Para quem pára e se depara com o título, acredito haver grande questionamento se o mesmo tem algum nexo ou não. O fato é que para mim eles fazem muito sentido se colocados na ótica correta.O texto está um pouco extenso, mas acredito que conteve tudo que queria externar. Algumas experiências aqui são do passado, e ficaram por lá. Apenas retomo ao passado por entender que o mesmo nos ensina e nos impede de vacilar no presente e no futuro. Não é intenção do texto discutir o fato, mas apenas tirar aprendizado da experiência. Portanto, vou me ater aos detalhes que julgo importantes para a reflexão apenas.
Esses dias me coloquei em uma discussão sobre as igrejas emergentes com um amigo (por enquanto) virtual, e sobre a grande vontade de alguns cristãos de terem um ambiente mais prazeroso e adequado para se viver o cristianismo verdadeiro. Me deparei, ao ler os documentos e comentários, com uma sombra do passado que vivenciei em uma igreja que viria a se tornar emergente. Não necessariamente minha experiência será a mesma de todos, mas é de se temer que isso ocorra.
Ao iniciar meu mestrado, e após frequentar durante quatro anos uma igreja excepcional, em Viçosa (a IPV), voltei para BH e procurei durante alguns meses algum local para congregar. Encontrei no meu bairro uma igreja iniciante, com projetos bem interessantes. O pastor titular me acolheu bem, e me falou sobre algumas ideias super legais que me encheram os olhos. Bibliotecas, livraria, prédio multiuso, intercâmbios internacionais, oportunidade de continuar meus projetos missionários, e por aí vai.
Quando cheguei à igreja, a mocidade estava apenas começando, e éramos apenas 3 pessoas com idade e status civil (solteiros) para formar a mocidade. Foi-nos delegado um pastor auxiliar, com o intuito de tocar o projeto. À princípio, percebemos uma certa dificuldade de aproximar os jovens, visto que muitos que frequentavam não eram do bairro, ou não estavam a fim de se comprometer com o grupo. Ninguém é obrigado mesmo, mas foi bastante custoso iniciar os trabalhos.
Com o passar do tempo, o grupo foi crescendo, e notei algo interessante: o que movia e unia o grupo não eram os interesses em comum. Éramos por demais diferentes. O que nos unia era a presença e empenho do pastor auxiliar, que com toda a dedicação do mundo, apesar do grupo pequeno, enxergava ali pessoas que precisavam de comunhão.
As pregações daquela igreja eram quase sempre ministradas pelo pastor titular. O pastor auxiliar, que trabalhava com os jovens, pregava a cada 3 ou 4 meses. O teor das pregações do pastor titular também eram um tanto quanto estranhas. Além de repetir inúmeras vezes alguns de seus sermões, o mesmo não apresentava uma visão parcial do caráter de Deus. O Deus apresentado nas pregações era apenas amor, compassivo, achegado ao pecador, e quase que incapaz de punir uma pobre ovelha, vítima de seus pecados!

··········

| Objetivos |
1 – Responda com base no relato sobre a igreja:
(a) Por quantos anos quem narra frequentou a igreja em Viçosa antes de voltar para BH?
(b) Quantas pessoas formavam a mocidade quando quem narra chegou à igreja do bairro?
(c) Com que frequência o pastor auxiliar pregava?
2 – Transcreva do relato sobre a igreja o trecho entre "Quando cheguei à" e "precisavam de comunhão.", inclusive.

Registros de anotação de detecção:
··········

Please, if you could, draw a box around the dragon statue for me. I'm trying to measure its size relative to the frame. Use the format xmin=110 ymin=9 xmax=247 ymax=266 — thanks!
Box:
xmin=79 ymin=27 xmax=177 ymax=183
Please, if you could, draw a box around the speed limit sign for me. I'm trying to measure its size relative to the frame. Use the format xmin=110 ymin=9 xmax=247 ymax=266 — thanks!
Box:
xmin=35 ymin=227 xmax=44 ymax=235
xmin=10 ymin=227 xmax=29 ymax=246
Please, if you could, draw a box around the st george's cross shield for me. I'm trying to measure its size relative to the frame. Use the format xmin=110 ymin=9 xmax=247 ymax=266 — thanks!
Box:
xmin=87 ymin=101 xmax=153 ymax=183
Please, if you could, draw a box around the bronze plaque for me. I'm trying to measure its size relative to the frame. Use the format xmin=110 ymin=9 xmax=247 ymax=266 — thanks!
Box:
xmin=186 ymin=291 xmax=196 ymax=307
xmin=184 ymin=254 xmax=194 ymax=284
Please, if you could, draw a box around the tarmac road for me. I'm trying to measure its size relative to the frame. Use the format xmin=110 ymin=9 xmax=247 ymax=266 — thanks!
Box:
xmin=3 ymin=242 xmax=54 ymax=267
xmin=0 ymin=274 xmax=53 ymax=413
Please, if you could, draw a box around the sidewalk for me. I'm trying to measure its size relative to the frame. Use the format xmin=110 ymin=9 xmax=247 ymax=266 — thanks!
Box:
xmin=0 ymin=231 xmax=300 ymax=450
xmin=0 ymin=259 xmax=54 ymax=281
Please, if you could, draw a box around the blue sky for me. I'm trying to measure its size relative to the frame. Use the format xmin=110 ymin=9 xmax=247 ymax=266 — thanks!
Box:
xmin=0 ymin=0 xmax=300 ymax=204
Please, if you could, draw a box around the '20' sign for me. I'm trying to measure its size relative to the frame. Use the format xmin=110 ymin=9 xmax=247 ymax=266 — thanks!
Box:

··········

| Resultados em ordem |
1 –
(a) Durante quatro anos.
(b) Três pessoas.
(c) A cada 3 ou 4 meses.

2 –
Quando cheguei à igreja, a mocidade estava apenas começando, e éramos apenas 3 pessoas com idade e status civil (solteiros) para formar a mocidade. Foi-nos delegado um pastor auxiliar, com o intuito de tocar o projeto. À princípio, percebemos uma certa dificuldade de aproximar os jovens, visto que muitos que frequentavam não eram do bairro, ou não estavam a fim de se comprometer com o grupo. Ninguém é obrigado mesmo, mas foi bastante custoso iniciar os trabalhos.
Com o passar do tempo, o grupo foi crescendo, e notei algo interessante: o que movia e unia o grupo não eram os interesses em comum. Éramos por demais diferentes. O que nos unia era a presença e empenho do pastor auxiliar, que com toda a dedicação do mundo, apesar do grupo pequeno, enxergava ali pessoas que precisavam de comunhão.